### Problem requirements
In the profile of Suzy Soto, which restaurant did she open after the Tortuga Club era?

Except for a few recent newcomers, everyone in the Cayman Islands has heard the name Suzy Soto. For those of us who are lucky enough to know her personally, we have long realized that Suzy has either too much energy or simply too much time on her hands.
I’ve known her since the early ‘70s, when she and Eric Bergstrom owned and operated the Tortuga Club (now Morritt’s Tortuga). When I look at her persevering through past and present endeavors, I need a nap. Island life is not meant to be that insane. After the Tortuga Club era, she remained in the hospitality business by opening the successful Cracked Conch Restaurant, while still finding time to dance with Prince Charles, write several books, spearhead the Cayman Heart Fund Galas, raise five children and receive just about every award imaginable with the exception of an Oscar.

### Entries from a data collection

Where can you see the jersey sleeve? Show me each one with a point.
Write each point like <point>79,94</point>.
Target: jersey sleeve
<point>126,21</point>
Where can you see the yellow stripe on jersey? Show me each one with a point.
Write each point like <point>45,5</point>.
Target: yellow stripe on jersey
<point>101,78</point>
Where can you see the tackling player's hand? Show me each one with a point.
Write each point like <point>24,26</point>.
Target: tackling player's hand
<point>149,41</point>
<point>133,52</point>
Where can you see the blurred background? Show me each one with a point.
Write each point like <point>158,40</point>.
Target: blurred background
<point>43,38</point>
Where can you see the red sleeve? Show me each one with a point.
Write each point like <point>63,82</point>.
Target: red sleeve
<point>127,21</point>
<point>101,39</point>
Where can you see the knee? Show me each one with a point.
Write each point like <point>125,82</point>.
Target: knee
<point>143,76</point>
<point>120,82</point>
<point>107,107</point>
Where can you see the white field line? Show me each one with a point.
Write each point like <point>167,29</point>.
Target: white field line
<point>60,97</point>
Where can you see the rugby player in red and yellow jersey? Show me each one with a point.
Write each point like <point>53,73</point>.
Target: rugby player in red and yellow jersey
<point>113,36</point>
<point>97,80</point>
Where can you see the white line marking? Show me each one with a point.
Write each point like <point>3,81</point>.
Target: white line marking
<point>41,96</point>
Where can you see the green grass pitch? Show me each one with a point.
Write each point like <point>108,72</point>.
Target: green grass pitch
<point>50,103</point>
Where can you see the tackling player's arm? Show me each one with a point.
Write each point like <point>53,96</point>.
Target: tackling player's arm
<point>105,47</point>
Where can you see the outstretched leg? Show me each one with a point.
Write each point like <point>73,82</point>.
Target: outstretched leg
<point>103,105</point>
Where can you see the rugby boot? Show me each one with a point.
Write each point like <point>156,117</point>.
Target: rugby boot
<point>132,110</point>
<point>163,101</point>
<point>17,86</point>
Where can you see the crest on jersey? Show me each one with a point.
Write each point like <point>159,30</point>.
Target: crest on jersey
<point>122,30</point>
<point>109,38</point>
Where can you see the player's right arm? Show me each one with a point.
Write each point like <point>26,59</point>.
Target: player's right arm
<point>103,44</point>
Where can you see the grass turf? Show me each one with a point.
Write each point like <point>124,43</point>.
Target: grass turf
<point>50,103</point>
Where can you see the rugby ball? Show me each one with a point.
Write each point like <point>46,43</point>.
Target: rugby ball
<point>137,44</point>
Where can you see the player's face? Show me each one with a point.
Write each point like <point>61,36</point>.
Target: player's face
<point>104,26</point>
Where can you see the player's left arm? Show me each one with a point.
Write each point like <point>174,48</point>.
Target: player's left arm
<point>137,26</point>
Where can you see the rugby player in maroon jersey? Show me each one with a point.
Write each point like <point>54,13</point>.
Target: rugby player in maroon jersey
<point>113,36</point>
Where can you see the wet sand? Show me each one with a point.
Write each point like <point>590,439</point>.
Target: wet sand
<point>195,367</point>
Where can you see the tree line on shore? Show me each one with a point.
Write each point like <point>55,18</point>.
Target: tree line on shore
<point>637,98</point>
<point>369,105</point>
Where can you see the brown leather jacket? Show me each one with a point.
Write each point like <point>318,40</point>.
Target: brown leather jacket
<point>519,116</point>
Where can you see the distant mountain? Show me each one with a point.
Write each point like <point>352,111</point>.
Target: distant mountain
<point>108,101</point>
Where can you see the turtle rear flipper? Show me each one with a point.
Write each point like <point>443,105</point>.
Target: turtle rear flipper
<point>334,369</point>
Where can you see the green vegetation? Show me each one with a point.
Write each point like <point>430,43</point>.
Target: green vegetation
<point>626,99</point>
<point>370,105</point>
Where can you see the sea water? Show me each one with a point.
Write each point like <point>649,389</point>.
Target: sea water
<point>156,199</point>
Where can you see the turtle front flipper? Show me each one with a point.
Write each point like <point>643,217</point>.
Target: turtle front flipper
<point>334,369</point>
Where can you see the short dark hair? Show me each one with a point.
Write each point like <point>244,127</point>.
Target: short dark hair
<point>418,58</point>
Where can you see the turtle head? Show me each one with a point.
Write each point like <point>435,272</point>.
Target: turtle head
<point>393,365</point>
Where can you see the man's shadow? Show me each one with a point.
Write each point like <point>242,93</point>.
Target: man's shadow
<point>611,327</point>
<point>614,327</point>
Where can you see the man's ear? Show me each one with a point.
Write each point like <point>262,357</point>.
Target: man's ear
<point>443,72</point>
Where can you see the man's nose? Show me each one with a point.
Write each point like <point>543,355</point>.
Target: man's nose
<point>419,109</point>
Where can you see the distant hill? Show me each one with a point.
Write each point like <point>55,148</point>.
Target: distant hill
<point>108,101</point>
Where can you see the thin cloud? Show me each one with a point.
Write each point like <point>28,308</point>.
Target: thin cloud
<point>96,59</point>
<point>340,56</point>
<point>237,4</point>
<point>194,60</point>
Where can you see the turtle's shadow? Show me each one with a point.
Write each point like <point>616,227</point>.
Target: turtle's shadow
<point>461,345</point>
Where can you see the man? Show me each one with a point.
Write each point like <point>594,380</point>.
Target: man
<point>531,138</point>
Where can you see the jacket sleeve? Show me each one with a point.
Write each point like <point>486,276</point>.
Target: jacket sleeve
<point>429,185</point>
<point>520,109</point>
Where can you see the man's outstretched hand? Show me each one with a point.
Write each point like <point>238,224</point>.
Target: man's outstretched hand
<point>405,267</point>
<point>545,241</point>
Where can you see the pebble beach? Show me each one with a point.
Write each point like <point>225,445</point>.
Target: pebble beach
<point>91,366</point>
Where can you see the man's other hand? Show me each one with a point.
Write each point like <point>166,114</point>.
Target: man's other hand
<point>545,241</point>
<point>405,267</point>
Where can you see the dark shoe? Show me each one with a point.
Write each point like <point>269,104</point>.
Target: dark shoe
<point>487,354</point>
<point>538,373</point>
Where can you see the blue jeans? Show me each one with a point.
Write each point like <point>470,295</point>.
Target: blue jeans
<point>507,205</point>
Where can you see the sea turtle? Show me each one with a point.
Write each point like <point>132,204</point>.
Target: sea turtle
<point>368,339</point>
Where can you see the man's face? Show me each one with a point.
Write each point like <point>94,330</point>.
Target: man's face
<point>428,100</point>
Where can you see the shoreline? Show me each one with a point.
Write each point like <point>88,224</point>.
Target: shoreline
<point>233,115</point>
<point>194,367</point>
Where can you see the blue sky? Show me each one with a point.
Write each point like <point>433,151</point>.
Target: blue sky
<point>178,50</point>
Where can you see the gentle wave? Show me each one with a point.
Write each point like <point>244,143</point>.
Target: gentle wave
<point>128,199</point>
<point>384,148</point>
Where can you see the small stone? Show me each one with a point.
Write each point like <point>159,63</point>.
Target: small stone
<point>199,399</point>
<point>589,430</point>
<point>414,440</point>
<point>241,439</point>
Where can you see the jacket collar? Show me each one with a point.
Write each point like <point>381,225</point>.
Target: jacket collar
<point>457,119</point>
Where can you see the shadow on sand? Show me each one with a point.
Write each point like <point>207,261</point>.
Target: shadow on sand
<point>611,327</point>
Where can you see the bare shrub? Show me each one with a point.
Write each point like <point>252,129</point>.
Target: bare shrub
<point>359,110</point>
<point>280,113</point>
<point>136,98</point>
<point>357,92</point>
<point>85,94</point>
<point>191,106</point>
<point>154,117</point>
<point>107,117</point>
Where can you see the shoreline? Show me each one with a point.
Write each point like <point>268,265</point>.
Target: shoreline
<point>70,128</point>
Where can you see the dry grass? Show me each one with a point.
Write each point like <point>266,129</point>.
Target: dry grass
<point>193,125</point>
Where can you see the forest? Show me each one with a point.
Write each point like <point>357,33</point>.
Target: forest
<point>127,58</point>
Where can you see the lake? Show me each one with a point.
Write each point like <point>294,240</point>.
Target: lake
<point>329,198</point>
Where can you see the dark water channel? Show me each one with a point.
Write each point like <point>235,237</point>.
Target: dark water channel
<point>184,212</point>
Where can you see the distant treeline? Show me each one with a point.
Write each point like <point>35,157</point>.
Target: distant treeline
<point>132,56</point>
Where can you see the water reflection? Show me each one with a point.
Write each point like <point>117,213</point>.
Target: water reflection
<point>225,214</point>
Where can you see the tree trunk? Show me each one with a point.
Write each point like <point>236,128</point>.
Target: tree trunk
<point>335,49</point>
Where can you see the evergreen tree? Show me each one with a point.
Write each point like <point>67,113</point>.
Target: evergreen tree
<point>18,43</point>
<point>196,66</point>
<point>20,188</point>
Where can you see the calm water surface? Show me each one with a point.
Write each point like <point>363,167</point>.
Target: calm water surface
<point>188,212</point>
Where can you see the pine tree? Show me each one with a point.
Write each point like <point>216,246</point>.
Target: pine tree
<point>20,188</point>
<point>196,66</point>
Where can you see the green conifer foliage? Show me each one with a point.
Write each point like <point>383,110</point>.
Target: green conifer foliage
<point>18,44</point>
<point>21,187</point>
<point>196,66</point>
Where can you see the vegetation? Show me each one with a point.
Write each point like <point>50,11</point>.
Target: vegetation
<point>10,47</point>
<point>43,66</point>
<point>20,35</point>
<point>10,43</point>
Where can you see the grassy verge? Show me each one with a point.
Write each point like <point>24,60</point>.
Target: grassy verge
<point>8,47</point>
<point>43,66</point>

### Answer to the problem
The Cracked Conch Restaurant